RECORDS FOR THE EXERCISE:
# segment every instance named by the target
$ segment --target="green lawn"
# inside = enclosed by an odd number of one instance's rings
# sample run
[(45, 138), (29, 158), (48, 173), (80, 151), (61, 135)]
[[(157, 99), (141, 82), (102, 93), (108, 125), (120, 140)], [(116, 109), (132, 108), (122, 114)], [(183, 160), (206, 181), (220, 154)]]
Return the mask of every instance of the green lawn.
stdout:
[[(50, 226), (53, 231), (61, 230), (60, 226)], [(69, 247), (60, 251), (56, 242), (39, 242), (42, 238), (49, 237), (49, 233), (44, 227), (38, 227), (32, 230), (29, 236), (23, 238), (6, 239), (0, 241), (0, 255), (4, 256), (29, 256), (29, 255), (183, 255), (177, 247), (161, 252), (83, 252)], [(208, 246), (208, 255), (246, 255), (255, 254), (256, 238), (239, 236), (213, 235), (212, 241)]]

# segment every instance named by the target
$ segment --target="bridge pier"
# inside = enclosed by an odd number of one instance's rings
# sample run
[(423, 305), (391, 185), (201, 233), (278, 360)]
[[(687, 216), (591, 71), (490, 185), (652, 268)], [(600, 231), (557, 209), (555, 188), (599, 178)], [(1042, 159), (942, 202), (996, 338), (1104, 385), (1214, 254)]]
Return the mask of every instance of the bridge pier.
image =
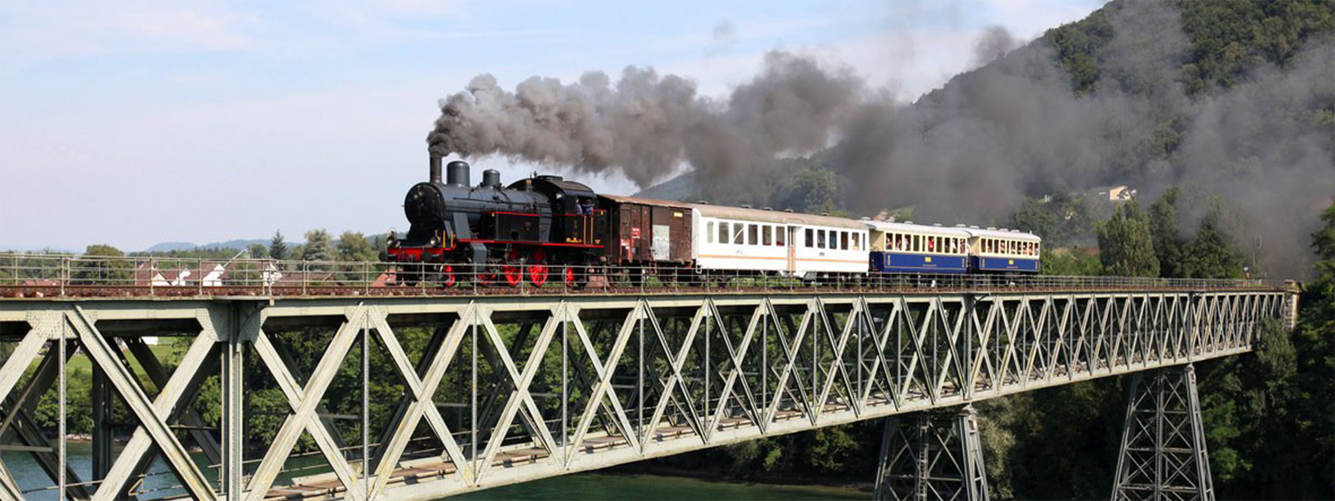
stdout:
[(973, 406), (885, 418), (872, 500), (991, 500)]
[(1191, 363), (1135, 373), (1112, 501), (1214, 501)]

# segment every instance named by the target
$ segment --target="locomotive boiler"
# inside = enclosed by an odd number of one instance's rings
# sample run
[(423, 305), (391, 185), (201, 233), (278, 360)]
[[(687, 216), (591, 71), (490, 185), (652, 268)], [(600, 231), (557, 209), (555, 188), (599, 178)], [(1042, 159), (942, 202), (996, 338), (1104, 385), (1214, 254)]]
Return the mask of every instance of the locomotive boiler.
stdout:
[(387, 261), (418, 263), (402, 267), (400, 281), (453, 285), (470, 277), (541, 286), (559, 274), (573, 282), (571, 266), (589, 265), (603, 247), (597, 230), (605, 227), (599, 220), (606, 211), (595, 207), (597, 194), (587, 186), (542, 175), (502, 187), (501, 174), (490, 168), (473, 186), (466, 162), (445, 166), (443, 180), (441, 163), (433, 155), (429, 180), (403, 199), (407, 234), (390, 235)]

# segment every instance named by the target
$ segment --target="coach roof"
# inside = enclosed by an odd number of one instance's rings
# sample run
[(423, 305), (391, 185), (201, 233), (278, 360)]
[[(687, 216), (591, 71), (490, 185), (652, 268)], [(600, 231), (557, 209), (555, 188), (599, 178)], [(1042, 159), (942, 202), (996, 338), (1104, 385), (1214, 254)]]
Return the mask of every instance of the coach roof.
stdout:
[(781, 223), (781, 224), (805, 224), (805, 226), (826, 226), (836, 228), (849, 228), (849, 230), (866, 230), (866, 226), (861, 222), (834, 218), (828, 215), (812, 215), (812, 214), (798, 214), (798, 212), (784, 212), (784, 211), (766, 211), (760, 208), (744, 208), (744, 207), (728, 207), (728, 206), (709, 206), (704, 203), (688, 203), (690, 208), (706, 218), (720, 218), (720, 219), (734, 219), (734, 220), (754, 220), (757, 223)]
[(910, 232), (910, 234), (941, 235), (941, 236), (964, 236), (964, 238), (969, 236), (969, 232), (965, 231), (964, 228), (948, 228), (944, 226), (890, 223), (885, 220), (864, 220), (862, 224), (866, 224), (876, 231)]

PROBLEM DETAILS: Format every line of the entries above as a Markdown table with the columns No. and Line, skipping blank lines and leaving out the pictures.

THE COMPLETED TASK:
| No. | Line |
|---|---|
| 1 | # segment every instance named by the target |
| 2 | $ segment --target="green lawn" |
| 3 | # inside = enclosed by an odd number of one instance's rings |
| 4 | # sample run |
| 5 | [(45, 138), (29, 158), (48, 173), (80, 151), (61, 135)] |
| 6 | [[(157, 99), (141, 82), (102, 93), (108, 125), (120, 140)], [(116, 109), (132, 108), (122, 114)], [(183, 160), (206, 181), (220, 154)]] |
| 7 | Return the mask of every instance of the green lawn. |
| 8 | stdout: |
| 9 | [[(50, 226), (53, 231), (61, 230), (60, 226)], [(69, 247), (60, 251), (56, 242), (39, 242), (42, 238), (49, 237), (49, 233), (44, 227), (38, 227), (32, 230), (29, 236), (23, 238), (6, 239), (0, 241), (0, 255), (4, 256), (29, 256), (29, 255), (183, 255), (177, 247), (161, 252), (83, 252)], [(208, 246), (208, 255), (246, 255), (255, 254), (256, 238), (239, 236), (213, 235), (212, 241)]] |
| 10 | # segment every instance named by the target |
| 11 | $ segment --target="bridge pier" |
| 12 | # inside = enclosed by an odd number of one instance's rings |
| 13 | # sample run |
| 14 | [(423, 305), (391, 185), (201, 233), (278, 360)] |
| 15 | [[(687, 216), (591, 71), (490, 185), (652, 268)], [(600, 231), (557, 209), (555, 188), (599, 178)], [(1042, 159), (942, 202), (996, 338), (1104, 385), (1214, 254)]] |
| 16 | Return the mask of every instance of the bridge pier. |
| 17 | image = |
| 18 | stdout: |
| 19 | [(973, 406), (885, 418), (872, 500), (991, 500)] |
| 20 | [(1191, 363), (1135, 373), (1112, 501), (1214, 501)] |
| 21 | # segment every instance named by the target |
| 22 | $ segment --target="locomotive boiler" |
| 23 | # inside = enclosed by an odd number of one instance's rings |
| 24 | # sample run |
| 25 | [(423, 305), (391, 185), (201, 233), (278, 360)] |
| 26 | [[(687, 216), (591, 71), (490, 185), (652, 268)], [(600, 231), (557, 209), (555, 188), (599, 178)], [(1042, 159), (942, 202), (996, 338), (1104, 385), (1214, 254)]] |
| 27 | Return the mask of every instance of the locomotive boiler. |
| 28 | stdout: |
| 29 | [(387, 261), (418, 263), (402, 267), (400, 281), (453, 285), (470, 277), (541, 286), (559, 274), (573, 282), (571, 266), (589, 265), (603, 247), (597, 230), (605, 227), (599, 220), (606, 211), (595, 207), (597, 194), (587, 186), (542, 175), (502, 187), (501, 174), (490, 168), (473, 186), (466, 162), (445, 166), (443, 180), (441, 163), (433, 155), (429, 180), (403, 199), (407, 234), (390, 235)] |
| 30 | # segment every instance named by the target |
| 31 | $ segment --target="coach roof" |
| 32 | # inside = enclosed by an odd number of one instance's rings |
| 33 | # sample run |
| 34 | [(423, 305), (391, 185), (201, 233), (278, 360)] |
| 35 | [[(687, 216), (591, 71), (490, 185), (652, 268)], [(600, 231), (557, 209), (555, 188), (599, 178)], [(1042, 159), (942, 202), (996, 338), (1104, 385), (1214, 254)]] |
| 36 | Return the mask of every instance of the coach roof. |
| 37 | stdout: |
| 38 | [(781, 223), (781, 224), (805, 224), (805, 226), (826, 226), (836, 228), (849, 228), (849, 230), (866, 230), (866, 226), (861, 222), (834, 218), (828, 215), (812, 215), (812, 214), (798, 214), (798, 212), (784, 212), (784, 211), (766, 211), (760, 208), (744, 208), (744, 207), (728, 207), (728, 206), (709, 206), (704, 203), (688, 203), (690, 208), (706, 218), (720, 218), (720, 219), (734, 219), (734, 220), (754, 220), (757, 223)] |
| 39 | [(910, 232), (910, 234), (941, 235), (941, 236), (964, 236), (964, 238), (969, 236), (969, 232), (965, 231), (964, 228), (948, 228), (944, 226), (890, 223), (885, 220), (864, 220), (862, 224), (866, 224), (876, 231)] |